-------- EXERCISE INPUTS

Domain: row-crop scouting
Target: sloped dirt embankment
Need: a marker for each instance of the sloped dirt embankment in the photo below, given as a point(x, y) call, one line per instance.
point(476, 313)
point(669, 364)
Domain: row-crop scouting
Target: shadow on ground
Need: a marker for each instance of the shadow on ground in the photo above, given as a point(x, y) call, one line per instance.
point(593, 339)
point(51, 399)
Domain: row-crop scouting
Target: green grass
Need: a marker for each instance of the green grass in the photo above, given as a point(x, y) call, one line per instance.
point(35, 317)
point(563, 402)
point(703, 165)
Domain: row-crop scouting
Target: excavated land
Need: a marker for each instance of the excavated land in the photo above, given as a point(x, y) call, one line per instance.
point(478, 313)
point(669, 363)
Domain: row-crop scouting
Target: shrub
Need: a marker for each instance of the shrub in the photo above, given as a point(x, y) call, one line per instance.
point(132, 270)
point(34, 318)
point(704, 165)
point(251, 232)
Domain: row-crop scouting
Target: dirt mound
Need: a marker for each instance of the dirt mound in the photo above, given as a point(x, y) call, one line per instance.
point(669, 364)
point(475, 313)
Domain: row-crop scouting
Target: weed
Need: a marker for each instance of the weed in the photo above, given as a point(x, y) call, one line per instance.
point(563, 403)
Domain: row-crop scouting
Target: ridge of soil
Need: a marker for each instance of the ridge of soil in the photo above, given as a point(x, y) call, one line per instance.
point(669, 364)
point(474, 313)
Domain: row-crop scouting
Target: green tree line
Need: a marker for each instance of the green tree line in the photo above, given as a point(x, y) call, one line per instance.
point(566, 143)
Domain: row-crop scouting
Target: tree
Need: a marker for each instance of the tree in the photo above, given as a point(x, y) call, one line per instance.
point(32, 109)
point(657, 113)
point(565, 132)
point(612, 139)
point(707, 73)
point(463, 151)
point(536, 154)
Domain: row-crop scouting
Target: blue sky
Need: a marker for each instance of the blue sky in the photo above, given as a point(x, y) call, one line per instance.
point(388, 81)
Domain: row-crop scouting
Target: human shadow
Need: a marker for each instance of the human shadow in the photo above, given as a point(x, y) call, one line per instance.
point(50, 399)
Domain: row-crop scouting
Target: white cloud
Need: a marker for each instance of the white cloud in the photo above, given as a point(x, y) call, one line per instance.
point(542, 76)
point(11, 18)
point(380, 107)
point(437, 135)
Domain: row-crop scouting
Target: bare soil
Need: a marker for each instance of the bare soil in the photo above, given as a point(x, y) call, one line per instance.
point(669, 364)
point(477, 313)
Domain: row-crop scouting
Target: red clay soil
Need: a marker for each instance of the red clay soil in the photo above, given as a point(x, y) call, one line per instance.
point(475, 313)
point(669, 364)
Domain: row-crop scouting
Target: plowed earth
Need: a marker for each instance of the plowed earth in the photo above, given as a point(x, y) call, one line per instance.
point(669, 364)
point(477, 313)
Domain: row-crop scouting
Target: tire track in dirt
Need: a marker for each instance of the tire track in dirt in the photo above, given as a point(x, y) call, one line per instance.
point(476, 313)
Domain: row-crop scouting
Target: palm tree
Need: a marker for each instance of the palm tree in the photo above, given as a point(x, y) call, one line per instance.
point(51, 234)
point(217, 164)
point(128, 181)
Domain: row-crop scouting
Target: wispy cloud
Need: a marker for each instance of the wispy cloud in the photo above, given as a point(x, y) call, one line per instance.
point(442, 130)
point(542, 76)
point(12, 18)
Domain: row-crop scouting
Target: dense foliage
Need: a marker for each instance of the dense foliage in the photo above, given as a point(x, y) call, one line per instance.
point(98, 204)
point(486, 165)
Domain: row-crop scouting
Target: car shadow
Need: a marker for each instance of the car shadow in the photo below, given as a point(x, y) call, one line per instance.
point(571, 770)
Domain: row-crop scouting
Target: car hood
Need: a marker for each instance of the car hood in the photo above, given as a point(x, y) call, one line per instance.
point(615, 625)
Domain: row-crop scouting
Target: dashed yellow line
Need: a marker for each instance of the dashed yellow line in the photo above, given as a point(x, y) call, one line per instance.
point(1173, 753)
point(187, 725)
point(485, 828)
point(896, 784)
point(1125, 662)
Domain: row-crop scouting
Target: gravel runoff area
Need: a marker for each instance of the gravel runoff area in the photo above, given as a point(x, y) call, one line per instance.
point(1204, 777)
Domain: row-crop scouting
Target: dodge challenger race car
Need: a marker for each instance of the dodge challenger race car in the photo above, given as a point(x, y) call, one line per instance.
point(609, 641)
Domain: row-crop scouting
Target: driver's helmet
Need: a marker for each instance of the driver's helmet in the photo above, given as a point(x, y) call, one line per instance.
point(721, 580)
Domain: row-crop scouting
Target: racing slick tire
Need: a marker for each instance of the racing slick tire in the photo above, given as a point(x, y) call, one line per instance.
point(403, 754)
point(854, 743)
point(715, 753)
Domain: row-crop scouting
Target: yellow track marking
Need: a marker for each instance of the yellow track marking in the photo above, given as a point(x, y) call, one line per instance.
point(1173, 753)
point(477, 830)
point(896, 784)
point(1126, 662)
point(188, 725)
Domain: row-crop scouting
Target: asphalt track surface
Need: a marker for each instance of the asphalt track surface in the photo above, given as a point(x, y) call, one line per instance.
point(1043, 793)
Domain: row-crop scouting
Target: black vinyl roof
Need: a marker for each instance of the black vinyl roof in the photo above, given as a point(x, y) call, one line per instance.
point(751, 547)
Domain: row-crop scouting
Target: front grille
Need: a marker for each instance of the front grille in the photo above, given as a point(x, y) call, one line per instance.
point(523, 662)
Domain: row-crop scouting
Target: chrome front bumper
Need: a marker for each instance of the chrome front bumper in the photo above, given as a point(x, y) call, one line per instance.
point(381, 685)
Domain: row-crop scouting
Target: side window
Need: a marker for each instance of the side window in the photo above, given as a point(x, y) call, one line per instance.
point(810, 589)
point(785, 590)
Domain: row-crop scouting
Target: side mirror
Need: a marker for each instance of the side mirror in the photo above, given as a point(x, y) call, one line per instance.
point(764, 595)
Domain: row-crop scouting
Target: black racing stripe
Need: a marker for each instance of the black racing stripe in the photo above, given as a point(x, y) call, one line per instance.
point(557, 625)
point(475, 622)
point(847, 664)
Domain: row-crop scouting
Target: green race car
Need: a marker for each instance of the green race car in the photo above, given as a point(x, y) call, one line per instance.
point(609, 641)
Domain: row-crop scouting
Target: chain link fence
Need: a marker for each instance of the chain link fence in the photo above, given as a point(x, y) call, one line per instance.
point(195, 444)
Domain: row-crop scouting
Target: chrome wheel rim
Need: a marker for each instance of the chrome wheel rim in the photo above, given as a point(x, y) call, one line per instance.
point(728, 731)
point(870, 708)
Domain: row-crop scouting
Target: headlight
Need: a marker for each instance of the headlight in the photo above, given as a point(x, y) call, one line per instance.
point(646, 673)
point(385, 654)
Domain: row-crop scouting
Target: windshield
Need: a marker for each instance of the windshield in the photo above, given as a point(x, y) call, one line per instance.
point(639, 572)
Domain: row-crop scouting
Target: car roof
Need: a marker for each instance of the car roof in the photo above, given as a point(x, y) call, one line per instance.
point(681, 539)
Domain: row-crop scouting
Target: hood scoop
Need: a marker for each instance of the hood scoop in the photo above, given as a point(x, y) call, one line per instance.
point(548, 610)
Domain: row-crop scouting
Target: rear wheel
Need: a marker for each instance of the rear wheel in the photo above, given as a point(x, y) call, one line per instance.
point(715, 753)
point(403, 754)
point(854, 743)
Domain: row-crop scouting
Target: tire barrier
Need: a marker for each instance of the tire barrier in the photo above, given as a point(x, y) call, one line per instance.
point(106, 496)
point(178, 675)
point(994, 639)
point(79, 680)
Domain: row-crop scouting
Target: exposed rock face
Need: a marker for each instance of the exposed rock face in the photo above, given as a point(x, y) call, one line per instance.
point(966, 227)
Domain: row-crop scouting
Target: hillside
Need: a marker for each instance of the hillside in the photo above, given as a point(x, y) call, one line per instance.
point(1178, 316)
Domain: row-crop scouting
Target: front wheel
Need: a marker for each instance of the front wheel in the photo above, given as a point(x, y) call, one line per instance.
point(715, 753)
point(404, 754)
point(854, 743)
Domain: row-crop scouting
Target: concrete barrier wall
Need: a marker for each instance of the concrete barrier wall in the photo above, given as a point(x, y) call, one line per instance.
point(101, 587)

----------------

» WORK TO COMPLETE
List every line in the records above that contains the word "ground", treating uppercase and lowercase as different.

» ANSWER TO THIS PROBLEM
Target: shadow on ground
Need: a marker for each instance of the shadow on ground in the photo above, given as a point(x, y) call, one line per instance.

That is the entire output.